● **Description of the task**
Which lines in the records below contain the word "palace"? Report each of them.

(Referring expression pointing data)
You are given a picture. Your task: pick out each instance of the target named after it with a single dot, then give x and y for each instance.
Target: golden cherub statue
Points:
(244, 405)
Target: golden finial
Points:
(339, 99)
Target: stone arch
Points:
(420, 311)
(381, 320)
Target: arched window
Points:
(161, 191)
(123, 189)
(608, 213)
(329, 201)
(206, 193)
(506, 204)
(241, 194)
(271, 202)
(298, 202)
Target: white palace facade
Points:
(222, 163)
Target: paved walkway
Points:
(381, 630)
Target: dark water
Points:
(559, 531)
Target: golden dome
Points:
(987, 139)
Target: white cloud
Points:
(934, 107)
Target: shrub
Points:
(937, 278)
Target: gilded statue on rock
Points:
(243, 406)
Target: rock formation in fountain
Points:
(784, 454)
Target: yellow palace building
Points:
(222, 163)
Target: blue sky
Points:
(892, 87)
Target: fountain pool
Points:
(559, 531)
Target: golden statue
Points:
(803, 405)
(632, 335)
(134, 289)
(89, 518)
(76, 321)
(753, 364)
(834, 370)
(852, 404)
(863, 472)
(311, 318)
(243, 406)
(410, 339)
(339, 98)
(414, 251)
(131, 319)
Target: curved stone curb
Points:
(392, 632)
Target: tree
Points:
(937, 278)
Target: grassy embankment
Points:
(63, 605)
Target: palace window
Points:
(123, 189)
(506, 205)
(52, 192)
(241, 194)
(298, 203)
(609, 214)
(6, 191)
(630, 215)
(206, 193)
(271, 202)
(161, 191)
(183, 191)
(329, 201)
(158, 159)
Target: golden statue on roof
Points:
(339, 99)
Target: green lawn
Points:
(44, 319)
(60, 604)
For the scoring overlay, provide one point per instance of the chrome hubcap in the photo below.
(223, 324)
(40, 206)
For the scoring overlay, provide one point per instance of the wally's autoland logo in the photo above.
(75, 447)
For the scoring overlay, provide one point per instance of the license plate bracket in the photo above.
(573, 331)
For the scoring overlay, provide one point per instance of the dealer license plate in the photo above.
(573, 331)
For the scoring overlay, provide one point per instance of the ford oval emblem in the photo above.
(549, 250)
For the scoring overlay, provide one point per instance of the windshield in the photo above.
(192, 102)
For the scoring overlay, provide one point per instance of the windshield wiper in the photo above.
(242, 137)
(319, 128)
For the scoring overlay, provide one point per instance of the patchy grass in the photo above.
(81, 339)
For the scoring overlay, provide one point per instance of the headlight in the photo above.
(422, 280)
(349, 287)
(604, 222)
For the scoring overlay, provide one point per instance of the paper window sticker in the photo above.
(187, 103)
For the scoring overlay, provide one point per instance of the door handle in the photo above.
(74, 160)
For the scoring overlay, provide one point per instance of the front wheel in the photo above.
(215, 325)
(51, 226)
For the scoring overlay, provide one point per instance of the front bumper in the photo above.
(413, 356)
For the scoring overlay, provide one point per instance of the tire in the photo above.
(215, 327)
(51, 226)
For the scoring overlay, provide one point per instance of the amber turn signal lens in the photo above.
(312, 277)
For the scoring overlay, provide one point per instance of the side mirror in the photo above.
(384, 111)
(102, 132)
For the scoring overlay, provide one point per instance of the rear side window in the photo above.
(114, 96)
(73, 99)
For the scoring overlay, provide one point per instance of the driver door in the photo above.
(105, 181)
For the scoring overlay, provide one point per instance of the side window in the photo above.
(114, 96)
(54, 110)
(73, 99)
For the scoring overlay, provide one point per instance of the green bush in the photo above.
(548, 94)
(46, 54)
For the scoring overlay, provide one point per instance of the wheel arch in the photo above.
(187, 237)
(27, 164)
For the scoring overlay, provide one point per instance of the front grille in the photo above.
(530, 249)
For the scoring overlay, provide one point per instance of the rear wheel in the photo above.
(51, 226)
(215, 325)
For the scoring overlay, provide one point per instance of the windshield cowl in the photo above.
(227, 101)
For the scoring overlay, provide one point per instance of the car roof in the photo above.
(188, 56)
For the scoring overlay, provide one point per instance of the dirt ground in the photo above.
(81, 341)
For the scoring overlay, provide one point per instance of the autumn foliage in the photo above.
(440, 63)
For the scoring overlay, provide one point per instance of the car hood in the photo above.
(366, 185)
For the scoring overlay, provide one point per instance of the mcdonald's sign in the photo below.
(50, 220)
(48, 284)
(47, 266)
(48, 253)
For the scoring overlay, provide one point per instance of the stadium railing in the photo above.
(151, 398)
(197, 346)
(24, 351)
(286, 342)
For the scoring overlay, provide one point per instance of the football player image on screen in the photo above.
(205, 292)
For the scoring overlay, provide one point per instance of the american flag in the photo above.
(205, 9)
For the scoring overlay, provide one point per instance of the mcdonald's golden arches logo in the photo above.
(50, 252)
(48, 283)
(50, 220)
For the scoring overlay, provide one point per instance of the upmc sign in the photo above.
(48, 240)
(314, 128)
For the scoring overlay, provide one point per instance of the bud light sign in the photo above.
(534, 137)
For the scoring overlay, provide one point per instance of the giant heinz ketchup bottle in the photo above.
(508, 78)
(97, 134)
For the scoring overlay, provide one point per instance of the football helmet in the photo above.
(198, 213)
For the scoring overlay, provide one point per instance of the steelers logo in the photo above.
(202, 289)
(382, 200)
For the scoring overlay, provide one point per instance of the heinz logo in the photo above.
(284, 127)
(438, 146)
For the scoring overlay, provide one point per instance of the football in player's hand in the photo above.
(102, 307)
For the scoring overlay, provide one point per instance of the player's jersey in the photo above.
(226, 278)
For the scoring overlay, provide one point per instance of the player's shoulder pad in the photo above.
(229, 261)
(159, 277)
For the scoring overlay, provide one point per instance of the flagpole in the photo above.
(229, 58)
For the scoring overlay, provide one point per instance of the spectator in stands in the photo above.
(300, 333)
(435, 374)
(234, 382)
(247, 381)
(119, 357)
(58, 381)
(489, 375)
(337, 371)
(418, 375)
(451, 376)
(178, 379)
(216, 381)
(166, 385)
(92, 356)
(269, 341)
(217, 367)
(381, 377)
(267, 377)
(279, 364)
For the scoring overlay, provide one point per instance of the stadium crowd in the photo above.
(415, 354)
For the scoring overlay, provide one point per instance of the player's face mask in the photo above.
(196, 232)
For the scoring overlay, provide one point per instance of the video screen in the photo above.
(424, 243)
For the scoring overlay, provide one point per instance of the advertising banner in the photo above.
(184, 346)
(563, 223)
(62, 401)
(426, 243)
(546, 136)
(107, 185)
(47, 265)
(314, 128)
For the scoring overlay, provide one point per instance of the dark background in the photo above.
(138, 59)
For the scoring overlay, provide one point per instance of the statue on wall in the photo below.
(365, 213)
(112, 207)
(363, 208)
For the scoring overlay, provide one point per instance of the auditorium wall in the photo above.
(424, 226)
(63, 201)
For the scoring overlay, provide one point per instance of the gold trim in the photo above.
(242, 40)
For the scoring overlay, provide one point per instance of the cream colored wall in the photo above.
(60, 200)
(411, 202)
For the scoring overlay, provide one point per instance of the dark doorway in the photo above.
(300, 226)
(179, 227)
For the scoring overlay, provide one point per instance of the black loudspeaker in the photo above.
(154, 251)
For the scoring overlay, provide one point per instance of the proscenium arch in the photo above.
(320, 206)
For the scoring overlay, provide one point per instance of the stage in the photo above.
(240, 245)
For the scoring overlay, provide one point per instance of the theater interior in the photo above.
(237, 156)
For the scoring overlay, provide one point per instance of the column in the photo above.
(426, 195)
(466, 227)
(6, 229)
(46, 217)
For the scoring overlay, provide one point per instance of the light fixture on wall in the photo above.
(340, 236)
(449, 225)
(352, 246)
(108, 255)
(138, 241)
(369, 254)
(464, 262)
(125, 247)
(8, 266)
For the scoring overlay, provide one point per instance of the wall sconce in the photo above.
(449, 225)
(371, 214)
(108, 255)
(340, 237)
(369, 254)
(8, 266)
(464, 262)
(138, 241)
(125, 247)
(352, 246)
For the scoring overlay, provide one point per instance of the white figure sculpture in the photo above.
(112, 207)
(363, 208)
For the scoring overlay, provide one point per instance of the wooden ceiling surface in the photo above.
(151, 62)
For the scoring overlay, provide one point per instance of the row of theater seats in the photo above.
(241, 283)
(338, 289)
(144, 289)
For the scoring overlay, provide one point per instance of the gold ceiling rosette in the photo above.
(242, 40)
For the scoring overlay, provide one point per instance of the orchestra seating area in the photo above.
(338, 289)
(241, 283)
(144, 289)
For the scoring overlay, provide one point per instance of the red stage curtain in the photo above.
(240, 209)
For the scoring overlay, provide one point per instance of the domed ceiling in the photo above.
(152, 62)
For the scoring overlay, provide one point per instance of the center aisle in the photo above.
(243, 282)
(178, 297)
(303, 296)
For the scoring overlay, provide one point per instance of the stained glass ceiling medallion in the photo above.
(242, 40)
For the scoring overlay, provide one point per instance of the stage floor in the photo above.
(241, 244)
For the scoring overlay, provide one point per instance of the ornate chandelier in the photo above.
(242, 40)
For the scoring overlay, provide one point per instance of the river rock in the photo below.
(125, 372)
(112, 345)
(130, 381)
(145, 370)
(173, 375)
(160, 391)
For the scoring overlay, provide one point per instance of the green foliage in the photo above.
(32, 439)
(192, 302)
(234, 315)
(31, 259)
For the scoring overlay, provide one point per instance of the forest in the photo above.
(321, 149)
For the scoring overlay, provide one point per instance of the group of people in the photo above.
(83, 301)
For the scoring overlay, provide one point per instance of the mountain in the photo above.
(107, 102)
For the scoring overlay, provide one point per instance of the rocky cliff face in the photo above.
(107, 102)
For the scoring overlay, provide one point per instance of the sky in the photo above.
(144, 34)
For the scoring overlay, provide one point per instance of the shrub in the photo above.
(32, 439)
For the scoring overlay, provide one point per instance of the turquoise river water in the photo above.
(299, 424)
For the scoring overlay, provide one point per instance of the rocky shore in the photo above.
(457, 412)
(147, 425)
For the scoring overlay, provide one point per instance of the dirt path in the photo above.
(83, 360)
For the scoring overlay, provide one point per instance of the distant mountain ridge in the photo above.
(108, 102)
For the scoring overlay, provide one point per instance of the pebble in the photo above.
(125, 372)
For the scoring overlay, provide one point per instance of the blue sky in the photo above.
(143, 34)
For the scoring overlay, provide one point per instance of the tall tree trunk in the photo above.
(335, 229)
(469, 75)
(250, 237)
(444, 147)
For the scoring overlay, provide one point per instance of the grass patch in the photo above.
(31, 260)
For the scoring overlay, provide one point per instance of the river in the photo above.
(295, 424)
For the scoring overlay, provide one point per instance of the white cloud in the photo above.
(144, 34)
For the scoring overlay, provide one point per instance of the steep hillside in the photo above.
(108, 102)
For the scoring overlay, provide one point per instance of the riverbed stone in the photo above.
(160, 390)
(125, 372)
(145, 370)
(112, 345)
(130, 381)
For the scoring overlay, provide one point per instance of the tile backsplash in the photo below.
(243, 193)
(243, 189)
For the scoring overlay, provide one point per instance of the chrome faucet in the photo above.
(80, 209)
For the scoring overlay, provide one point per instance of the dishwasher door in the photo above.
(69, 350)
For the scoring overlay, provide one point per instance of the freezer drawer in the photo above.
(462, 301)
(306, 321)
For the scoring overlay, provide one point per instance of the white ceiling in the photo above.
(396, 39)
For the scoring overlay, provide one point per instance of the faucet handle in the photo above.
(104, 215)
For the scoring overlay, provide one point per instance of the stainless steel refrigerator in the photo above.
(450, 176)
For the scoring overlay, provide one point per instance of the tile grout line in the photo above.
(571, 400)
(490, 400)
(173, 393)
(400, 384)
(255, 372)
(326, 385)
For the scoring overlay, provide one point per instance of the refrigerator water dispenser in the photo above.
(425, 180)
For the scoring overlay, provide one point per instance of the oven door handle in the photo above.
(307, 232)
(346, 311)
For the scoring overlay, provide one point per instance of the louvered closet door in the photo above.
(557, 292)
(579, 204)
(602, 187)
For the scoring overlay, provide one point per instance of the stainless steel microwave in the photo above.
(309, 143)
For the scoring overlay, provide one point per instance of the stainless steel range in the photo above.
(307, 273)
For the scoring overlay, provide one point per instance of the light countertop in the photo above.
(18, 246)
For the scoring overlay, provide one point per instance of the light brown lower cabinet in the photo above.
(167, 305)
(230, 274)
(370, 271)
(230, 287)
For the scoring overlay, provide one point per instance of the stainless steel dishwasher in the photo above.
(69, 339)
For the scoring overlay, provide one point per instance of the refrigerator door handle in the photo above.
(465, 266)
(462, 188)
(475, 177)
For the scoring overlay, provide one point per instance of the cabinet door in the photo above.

● **Exercise response**
Target: white palace facade
Target: yellow palace building
Target: palace window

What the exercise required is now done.